:: TASK ::
Output the listing as a two-column CSV with the headers "request" and "box", one row per request, starting at the line containing "Can you tell me where the driver" and ending at the line containing "324,19 -> 346,59". Put each request's text and its answer in their own quoted fields, with any line breaks replaced by spaces.

:: Some listings ::

%%

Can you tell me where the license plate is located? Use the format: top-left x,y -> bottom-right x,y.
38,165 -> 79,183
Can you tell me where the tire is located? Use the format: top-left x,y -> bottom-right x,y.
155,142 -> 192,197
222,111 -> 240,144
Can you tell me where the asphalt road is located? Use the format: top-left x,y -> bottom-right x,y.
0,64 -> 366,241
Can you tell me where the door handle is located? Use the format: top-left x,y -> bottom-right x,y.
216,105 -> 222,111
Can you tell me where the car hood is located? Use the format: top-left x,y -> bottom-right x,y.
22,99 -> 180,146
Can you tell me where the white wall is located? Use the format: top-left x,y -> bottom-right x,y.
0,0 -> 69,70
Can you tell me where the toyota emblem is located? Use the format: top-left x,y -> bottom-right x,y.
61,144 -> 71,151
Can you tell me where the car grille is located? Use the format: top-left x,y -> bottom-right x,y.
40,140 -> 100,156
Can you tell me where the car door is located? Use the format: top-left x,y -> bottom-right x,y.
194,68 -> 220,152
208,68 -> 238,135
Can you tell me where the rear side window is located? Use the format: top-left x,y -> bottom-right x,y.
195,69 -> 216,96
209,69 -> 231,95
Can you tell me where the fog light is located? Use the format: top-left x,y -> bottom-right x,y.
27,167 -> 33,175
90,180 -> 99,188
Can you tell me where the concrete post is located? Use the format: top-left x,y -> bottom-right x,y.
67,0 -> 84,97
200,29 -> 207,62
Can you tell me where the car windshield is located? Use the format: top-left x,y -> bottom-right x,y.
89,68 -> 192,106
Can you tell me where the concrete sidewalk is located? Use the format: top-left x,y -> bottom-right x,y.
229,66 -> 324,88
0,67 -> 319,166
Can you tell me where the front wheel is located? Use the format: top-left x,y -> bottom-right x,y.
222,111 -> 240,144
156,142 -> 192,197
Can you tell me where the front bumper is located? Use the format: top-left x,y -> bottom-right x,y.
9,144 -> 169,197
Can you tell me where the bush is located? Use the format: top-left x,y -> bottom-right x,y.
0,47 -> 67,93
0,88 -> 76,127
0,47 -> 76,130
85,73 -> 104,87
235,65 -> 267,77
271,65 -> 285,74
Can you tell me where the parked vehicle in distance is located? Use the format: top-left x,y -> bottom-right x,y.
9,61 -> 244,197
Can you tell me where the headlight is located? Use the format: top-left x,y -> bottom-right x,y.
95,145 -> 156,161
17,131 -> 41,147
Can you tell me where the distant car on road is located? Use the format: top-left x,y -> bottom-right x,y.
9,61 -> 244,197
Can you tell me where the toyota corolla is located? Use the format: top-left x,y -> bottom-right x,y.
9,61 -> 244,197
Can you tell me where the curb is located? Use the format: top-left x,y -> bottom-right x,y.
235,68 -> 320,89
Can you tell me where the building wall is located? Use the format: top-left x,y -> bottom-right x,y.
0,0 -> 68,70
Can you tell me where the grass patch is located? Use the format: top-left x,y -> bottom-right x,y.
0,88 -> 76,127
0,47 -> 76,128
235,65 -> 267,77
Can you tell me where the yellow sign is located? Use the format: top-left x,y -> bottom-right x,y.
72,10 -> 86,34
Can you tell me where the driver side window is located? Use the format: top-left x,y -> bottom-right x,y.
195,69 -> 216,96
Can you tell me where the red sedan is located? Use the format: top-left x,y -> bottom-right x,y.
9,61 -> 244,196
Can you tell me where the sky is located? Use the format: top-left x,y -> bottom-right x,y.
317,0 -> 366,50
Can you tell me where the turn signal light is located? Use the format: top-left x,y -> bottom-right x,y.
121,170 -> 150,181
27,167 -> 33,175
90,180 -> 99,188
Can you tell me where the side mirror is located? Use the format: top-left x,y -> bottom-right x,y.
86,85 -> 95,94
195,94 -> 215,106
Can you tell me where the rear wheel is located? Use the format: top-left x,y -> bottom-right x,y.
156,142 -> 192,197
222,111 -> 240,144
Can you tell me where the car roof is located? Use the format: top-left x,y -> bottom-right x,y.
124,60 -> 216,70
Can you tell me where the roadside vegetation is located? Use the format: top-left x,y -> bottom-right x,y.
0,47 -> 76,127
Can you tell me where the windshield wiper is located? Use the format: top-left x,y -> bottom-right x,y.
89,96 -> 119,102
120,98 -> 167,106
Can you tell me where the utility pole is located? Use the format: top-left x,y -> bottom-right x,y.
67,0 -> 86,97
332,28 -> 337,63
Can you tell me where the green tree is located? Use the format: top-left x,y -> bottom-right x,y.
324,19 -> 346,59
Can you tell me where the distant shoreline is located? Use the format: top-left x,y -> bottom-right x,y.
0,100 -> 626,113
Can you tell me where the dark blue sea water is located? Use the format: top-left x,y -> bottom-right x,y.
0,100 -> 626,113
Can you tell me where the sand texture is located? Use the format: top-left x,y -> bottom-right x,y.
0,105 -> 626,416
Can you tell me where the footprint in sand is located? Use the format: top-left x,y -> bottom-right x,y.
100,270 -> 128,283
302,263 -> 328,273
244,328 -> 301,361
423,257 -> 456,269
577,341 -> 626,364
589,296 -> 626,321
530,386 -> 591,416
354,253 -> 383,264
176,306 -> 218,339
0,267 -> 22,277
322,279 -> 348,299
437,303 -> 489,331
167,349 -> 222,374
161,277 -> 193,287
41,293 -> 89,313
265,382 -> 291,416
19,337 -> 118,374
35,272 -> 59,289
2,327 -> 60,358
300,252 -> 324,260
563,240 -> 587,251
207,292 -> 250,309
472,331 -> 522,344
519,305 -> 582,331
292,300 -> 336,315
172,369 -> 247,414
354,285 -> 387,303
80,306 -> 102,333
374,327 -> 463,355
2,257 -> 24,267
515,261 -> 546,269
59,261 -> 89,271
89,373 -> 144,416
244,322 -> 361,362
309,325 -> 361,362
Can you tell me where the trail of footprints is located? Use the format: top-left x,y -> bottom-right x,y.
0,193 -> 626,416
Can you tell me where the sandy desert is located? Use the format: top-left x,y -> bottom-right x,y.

%%

:: COMPLETE RESPONSE ::
request,box
"Can you tell me where the driver side window is located? Use the format: top-left x,y -> bottom-right x,y.","195,69 -> 216,96"
"Can you tell me where the red sedan is located? Use the format: top-left x,y -> bottom-right x,y.","9,61 -> 244,196"
"Can you tell me where the sky is located? Use the format: top-left x,y -> bottom-right x,y.","317,0 -> 366,50"
"Can you tell me where the turn signal light is located? Use the format: top-left x,y -> bottom-right x,y.","121,170 -> 150,181 27,167 -> 33,175 90,180 -> 99,188"
"Can you tell me where the side mirror is located? Use the format: top-left x,y -> bottom-right x,y.","86,85 -> 95,94 195,94 -> 215,106"
"Can you tell me where the rear wheel is located? Use the format: top-left x,y -> bottom-right x,y.","156,142 -> 192,197 222,111 -> 240,144"
"Can you tell me where the car roof is located? Use the format: top-left x,y -> bottom-right x,y.","124,60 -> 216,70"
"Can you tell me where the roadside vegetation is located? Use the format: top-left x,y -> bottom-right x,y.","0,47 -> 76,127"
"Can you tell me where the windshield wiper is located? Use the format: top-left x,y -> bottom-right x,y.","89,96 -> 119,102 120,98 -> 167,106"
"Can you tell me where the utility pole is located? Use the format: top-left x,y -> bottom-right x,y.","67,0 -> 86,97 332,28 -> 337,63"
"Can you tell me where the green tree is located? Use the format: top-left x,y -> bottom-right x,y.","324,19 -> 346,59"